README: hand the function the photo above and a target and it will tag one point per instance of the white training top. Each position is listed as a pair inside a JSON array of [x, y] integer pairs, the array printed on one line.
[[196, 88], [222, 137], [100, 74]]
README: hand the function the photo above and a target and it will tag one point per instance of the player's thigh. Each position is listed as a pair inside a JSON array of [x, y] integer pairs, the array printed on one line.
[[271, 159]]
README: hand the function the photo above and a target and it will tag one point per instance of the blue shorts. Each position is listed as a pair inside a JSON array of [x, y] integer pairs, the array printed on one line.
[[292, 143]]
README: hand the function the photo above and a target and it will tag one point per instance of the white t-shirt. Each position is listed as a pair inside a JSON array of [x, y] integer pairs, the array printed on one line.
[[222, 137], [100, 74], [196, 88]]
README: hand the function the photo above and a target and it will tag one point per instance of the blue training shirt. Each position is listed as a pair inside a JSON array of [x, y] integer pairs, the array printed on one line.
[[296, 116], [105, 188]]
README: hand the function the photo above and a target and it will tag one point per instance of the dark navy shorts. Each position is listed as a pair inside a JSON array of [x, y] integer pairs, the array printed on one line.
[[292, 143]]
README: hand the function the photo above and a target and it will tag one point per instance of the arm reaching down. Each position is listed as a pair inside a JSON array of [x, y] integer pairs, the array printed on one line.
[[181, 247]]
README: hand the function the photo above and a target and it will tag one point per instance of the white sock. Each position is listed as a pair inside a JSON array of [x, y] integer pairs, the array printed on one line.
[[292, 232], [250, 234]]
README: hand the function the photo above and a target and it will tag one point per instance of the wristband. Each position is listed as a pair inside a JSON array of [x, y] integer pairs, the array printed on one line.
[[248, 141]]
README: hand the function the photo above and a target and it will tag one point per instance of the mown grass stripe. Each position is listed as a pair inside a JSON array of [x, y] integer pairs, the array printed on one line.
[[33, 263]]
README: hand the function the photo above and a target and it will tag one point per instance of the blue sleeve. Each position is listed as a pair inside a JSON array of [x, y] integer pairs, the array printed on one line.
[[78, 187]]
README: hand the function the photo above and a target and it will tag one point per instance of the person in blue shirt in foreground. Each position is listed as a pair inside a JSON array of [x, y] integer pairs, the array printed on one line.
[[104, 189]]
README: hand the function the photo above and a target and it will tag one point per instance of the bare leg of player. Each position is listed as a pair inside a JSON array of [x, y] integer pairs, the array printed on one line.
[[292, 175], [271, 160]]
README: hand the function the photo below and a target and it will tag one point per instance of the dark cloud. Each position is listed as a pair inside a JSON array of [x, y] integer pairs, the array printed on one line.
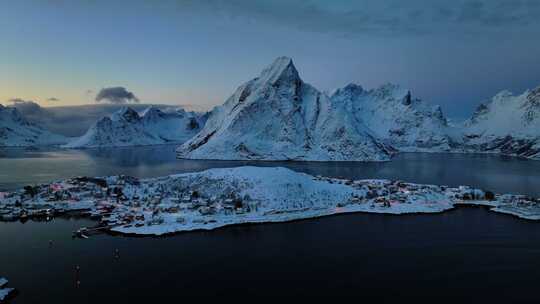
[[25, 106], [116, 95], [390, 16], [15, 101]]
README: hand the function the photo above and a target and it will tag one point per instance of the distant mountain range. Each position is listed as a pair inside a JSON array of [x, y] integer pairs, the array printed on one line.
[[152, 127], [17, 131], [277, 116]]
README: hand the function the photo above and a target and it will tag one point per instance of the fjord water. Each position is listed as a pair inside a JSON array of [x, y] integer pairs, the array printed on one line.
[[502, 174], [467, 252]]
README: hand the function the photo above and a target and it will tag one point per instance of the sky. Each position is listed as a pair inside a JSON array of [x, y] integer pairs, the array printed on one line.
[[452, 53]]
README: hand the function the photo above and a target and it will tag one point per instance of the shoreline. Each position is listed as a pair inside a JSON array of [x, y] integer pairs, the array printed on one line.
[[221, 197]]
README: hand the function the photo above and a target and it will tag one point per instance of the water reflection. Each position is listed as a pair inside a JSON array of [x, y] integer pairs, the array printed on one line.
[[502, 174]]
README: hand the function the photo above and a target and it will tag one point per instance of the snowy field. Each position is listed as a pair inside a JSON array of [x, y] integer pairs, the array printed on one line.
[[219, 197]]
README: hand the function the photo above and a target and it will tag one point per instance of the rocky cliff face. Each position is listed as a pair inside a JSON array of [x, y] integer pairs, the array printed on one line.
[[16, 131], [153, 127], [396, 118], [277, 116]]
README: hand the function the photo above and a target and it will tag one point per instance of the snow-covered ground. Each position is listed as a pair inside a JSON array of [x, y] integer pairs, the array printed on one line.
[[277, 116], [397, 118], [153, 126], [220, 197], [507, 124], [16, 131]]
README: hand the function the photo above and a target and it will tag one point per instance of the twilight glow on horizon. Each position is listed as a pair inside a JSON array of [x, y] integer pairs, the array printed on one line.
[[452, 53]]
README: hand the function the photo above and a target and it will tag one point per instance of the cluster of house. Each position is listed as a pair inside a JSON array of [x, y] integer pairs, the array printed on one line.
[[123, 201], [117, 201]]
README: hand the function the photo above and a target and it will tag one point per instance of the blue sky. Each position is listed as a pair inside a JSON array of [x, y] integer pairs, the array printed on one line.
[[452, 53]]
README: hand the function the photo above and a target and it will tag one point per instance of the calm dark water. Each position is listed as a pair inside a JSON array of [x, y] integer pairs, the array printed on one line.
[[467, 253], [19, 167]]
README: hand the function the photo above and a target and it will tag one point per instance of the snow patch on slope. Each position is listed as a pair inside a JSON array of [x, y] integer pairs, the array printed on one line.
[[395, 117], [152, 127], [17, 131], [279, 117], [507, 124]]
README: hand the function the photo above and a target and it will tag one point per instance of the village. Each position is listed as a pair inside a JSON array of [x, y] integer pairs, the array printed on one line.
[[220, 197]]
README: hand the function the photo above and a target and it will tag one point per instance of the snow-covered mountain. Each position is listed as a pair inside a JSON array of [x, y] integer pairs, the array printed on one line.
[[396, 118], [152, 127], [17, 131], [507, 124], [277, 116]]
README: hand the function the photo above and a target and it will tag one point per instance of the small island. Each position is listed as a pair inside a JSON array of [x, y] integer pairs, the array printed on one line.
[[220, 197]]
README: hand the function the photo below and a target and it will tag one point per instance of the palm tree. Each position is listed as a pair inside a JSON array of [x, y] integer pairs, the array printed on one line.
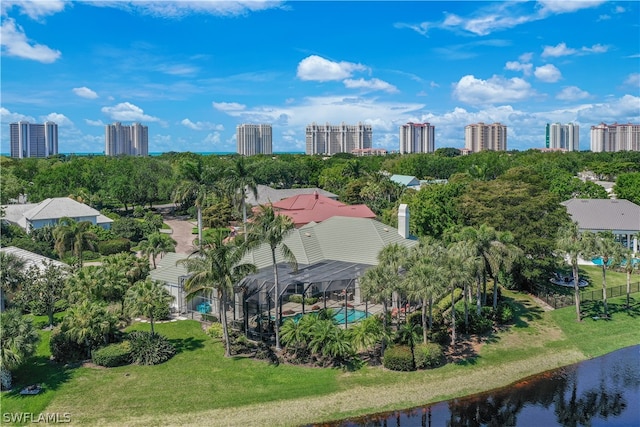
[[217, 267], [195, 187], [11, 274], [18, 342], [271, 229], [458, 268], [157, 244], [424, 280], [571, 245], [72, 235], [239, 181], [394, 257], [89, 324], [629, 264], [374, 286], [146, 297], [604, 246]]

========================================================================

• [Stated goal] Update all of the data above so that every "one point per instance" becomes "one point for each instance", keeping everything else the same. Leave the pictures out of your answer.

• [In response]
README: hand the function the photo above and a target and it will tag one point for each instance of the white training top. Each position is listed as a pair inside a JSON array of [x, y] integer pairs, the array printed on one line.
[[196, 88], [222, 137], [100, 74]]
README: hand the function the photo above and a target and it will tag one point for each instance of the player's thigh. Each position is listed as a pair inside a JSON array of [x, y] integer pairs, the array printed on one line.
[[271, 159]]
README: hand the function the photo above and a target and it will tag one point for each instance of the blue shorts. Each position is listed as a pair inside a JSON array of [x, y] integer pairs, the array printed on one line.
[[292, 143]]
README: hand the function the photo above and a target and it will tag one point for each instance of the white t-shirt. Each position is listed as a pair inside a JSON array of [x, y] integer pairs, the array printed on one line.
[[222, 137], [100, 74], [196, 88]]
README: hand the function the photo above and a target and it will tag one point for each instance of the blue training shirt. Each position is listed as a pair inside a JSON array of [x, y] integer pairs, the array printed on one line.
[[296, 116], [105, 188]]
README: hand the function the photo above and a target and it will tag one point for each instance of the dark navy shorts. Each position is listed as a pair inside a JSON array of [x, y] integer pairs, the array printed on one line.
[[292, 143]]
README: hand the function the photo above and a target and it will tag one point for each instance of the arm reaching down. Each position is listed as a pair inside a JSON array of [x, y] integer pairs, the array printed on one line.
[[181, 247]]
README: hand the function the photo above and a target and it will tag one point for each instance of the white sock. Each position is listed as a pair inside a JSON array of [x, y] integer pairs, the array printed on one line.
[[292, 232], [250, 234]]
README: hand the function the photo above and a target and it will tag one point for each instance of the wristband. Each position is listed as a pair inside a JSON array of [x, y] integer pairs, the array printed on one line.
[[248, 141]]
README: hand the function the photo above and a target and it will tag one point for each instance of the mown grass stripe. Each position is listed as a pair inside a JSON array of [x, y] integer pairs, the array printed on one line.
[[33, 263]]
README: hand the function the photo above and a target and it will tag one point for each instance of the blue sleeve. Each position is listed as a pair inside a JSON array of [x, y] integer pairs, the array printed on one line.
[[78, 187]]
README: hand the function the photo above and a target and it will tag one point for each instance of the person in blue shirt in foreground. Each position is listed as a pair inside a JSON array of [x, y] integer pairs, the array printed on one line.
[[104, 189]]
README: hand the function the photo above and a target and it will tag one point for each instance of the bare leg of player. Each position is listed as a pair inside a JSON array of [x, y] integer pairs, the array printed on one line.
[[292, 175], [271, 160]]
README: hand the function the photo below and a target and it will tag one point for each instance of the dark cloud. Each position is listed as a pair inside a JSON array of [x, y] integer pairs, the array printed on one line.
[[25, 106], [116, 95], [390, 16], [15, 101]]
README: hand the function the photo above and a target and it will tag one point for each instance of the distant mountain range. Each position is listed as a pair inside a JSON array of [x, y] integer pairs, the array printed on one line.
[[152, 127], [17, 131], [277, 116]]
README: hand the function the photo above and a target and it will tag one point for each instance of the fjord water. Each position is listed as a pair inside a JSON array of [x, y] integer pairs, the array printed on one line.
[[502, 174], [467, 252]]
README: hand the function the photo above and a target and it will tag one point for each instance of the sky. Each position is listed as a pair inside a JSON array of [x, y] integer pairs, the array printed on one line.
[[452, 53]]
README: hand the function the photo above and a target and it will tag one point for each instance of the shoreline. Each position is listed as a pair inside a JSON array of [x, y] integer pairs, the array printed on one line.
[[221, 197]]
README: hand the function the photo above and a target and it will tag one point for each instance of the water reflection. Each position is listed as a pair inside a JSON array of [x, y] integer pairs, the array printed on one line.
[[502, 174]]
README: hand the function the photo above and a target and it will tag one point for each instance of the snowy field. Each position is listed as a pair inside a JSON array of [x, y] integer pairs, the array printed on one line.
[[219, 197]]
README: hand the function the photo above and a target and it will tag one point for each instance of the rocky cliff face. Each position is listed as a pair inside a JSON array of [x, y] integer pairs, the array printed on one line.
[[16, 131], [153, 127], [396, 118], [277, 116]]
README: hand the function the photo above and a target and it will tag one point for each instance of the snow-covered ground. Each position is listed as a pair inside a JSON array of [x, y] integer pairs, the array printed on one line.
[[277, 116], [397, 118], [153, 126], [220, 197], [507, 124], [16, 131]]
README: hand the function the photo above and a target and it will tag one point for each instance of the twilight glow on horizon. Each position is listed as a pair inside a JSON array of [x, y] integer pairs, the array printed on one line.
[[452, 53]]
README: hand the function the photo above and a target and it will tag one point for each instance of the cluster of house. Each position is listed as a pair inside a JSON array of [x, y] integer pairs, the array printed on one line.
[[123, 201], [117, 201]]
README: hand the function the photo above and a target and it will tag one point for each instance of the blue sky. Each position is listed as a pair inside a JSON array of [x, y] integer pairs, the array printed on one line.
[[452, 53]]
README: hand the function the photo above and a target and it will tag one point for each instance of the calm dark water. Each position is listed as a pair inside a JSON array of [x, y] integer pairs, the array printed on one line.
[[467, 253], [19, 167]]
README: hand the function the photo above and a target and it will tag one point for each instance of the snow patch on slope. Each position is listed as a pair inside a JSON array of [x, y] integer pairs, the array printed on one line.
[[395, 117], [152, 127], [17, 131], [279, 117], [507, 124]]
README: hand the function the photo above and a target and it will tag one point for each instance of the village. Each position is listed as a pair inside a JSON array of [x, y] integer pairs, the array printed on one line.
[[220, 197]]
README: hand the function the photo above and a target and it will tag one point for each instance of the snow-covered mountain. Each position is listed as a pair inside a JSON array of [x, y] integer pairs, the array printed on one line.
[[396, 118], [152, 127], [17, 131], [507, 124], [277, 116]]
README: hand the function the photo above and a target and it will tag one point for each instance of the small island. Each position is listed as a pair inside a JSON array of [x, y] integer pairs, the array printed on one line.
[[220, 197]]
README: hand the function the photo below and a target and it will tag one point for each instance of the palm tree. Each position is listed as a pair inside a JSON array of [x, y] integer pairs, the array printed on one line.
[[217, 267], [195, 187], [11, 274], [18, 342], [271, 229], [458, 268], [157, 244], [424, 280], [571, 245], [72, 235], [239, 181], [394, 257], [89, 324], [629, 264], [374, 286], [146, 297], [604, 246]]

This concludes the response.